QUESTIONS TO ANSWER -
(A) In the holiday eating article, what are the Three D's associated with diets?
(B) Please resume the holiday eating article after its final paragraph and carry it forward.

SOURCE PASSAGE -
-----
Tips on restarting a healthy lifestyle after holiday eating

  • 3 years   ago
It’s been eight months since COVID-19 hit, and a side effect for many has been weight gain — the result of returning to comfort foods, a lot more snacking, a lot less exercise, stress, depression, and anxiety. Now the holidays have added a whole new dimension to gaining weight. But our health expert, Karen Owoc, is here with some tips on how to bounce back from these months of binging and get started with a healthy new relationship with food.
 
Reasons We Eat
 
• We all know that we eat for other reasons other than just hunger.
 
• The average American gains anywhere between seven and 10 pounds between Halloween and Valentine’s Day. [DEMO] If you already gained 15 (‘Quarantine 15’), then you could potentially gain a total of 25 extra pounds by next February.
 
• Between the stress of COVID-19 and the holiday season, many people are finding reasons to eat and are gaining weight, so it’s important to start working on a healthy lifestyle now.
 
The Do’s and Dont's of Bouncing Back from a Binge

DON’T vow to “go on a diet”.
• A “diet” vs. a lifetime eating plan can make you fat. A diet can be counterproductive.
 
• Diets are often associated with the Three D’s: Deprivation, Defeat and Depression. These emotions can trigger a cycle of compulsive overeating, food obsessions, and emotional eating binges.
 
• Most diets focus on weight (that is, chasing that elusive number on the scale) and not on how you feel.
 
• Diets are things you’re driven to get on, but can’t wait to get off. Your eating plan needs to be something you can follow and enjoy for a lifetime.
 
• Routine dieters usually start diets on Mondays or at the beginning of a new year. Consequently, they eat uncontrolled portions of their favorite “fattening foods” vowing that they’ll never eat them again.
 
• The “now or never” mindset often results in gaining more weight before the weight loss journey begins.
-----
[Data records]
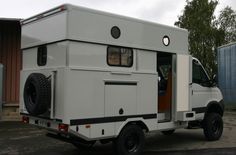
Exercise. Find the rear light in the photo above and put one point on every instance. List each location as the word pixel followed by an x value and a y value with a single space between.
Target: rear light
pixel 63 127
pixel 25 119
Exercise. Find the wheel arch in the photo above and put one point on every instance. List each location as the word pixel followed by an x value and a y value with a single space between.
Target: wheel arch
pixel 139 122
pixel 215 107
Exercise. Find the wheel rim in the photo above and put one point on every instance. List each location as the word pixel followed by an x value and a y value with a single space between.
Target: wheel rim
pixel 216 127
pixel 132 142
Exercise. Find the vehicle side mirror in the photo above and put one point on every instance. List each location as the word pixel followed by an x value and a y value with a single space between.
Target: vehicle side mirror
-----
ANSWERS TO EACH TASK -
(A) Deprivation, Defeat and Depression.

(B)
 
DON’T beat yourself up for “being bad”.
• Avoid dwelling on having gone back for seconds (or thirds) and/or indulging in your comfort foods.
 
• Beating yourself up because you “went off your diet” will only bring on negative feelings of failure, guilt, and frustration which trigger the ‘emotional eating cycle’.
 
DON’T starve yourself or overly restrict your calories to “make up for being bad” or to compensate for the excesses.
• Starving yourself, that is, consciously and severely restricting calories, will drive you to want to eat everything in sight and will ignite the cycle of binging all over again.
 
• Extreme caloric restriction and crash dieting diminish muscle mass. Since your heart is a muscle, you can compromise heart function.
 
• The human body is not meant to be more active when it is chronically hungry.
 
DON’T punish yourself with a workout.
• Workouts are meant to reinforce positive feelings, i.e., increased energy and greater psychological well-being, not negative ones.
 
• Also, don’t negotiate calories with exercise.
 
DON’T dwell on past lapses.

• Stop recollecting what you ate with regret and guilt. Move on. Learn from your behavioral drift. Otherwise, don’t look back unless you plan on going that way.
 
DO eat mindfully the next time you eat. Stay in the present. You’re not dis-tracted by the TV, computer, or phone, and you’re focused on your food.

DO acknowledge your achievements.

• At the end of each day, ask yourself what you did to get you closer to your goal and acknowledge that achievement — no matter how small. These are the kinds of thoughts that will propel you forward and sustain your motivation. Focus on what you LIKE about yourself. Stop the negative self-talk.
 
 
The Takeaway: Losing weight is not a sprint, but a slow and steady race. Rapid weight loss almost always results in rapid weight gain. Focus on progress, not perfection.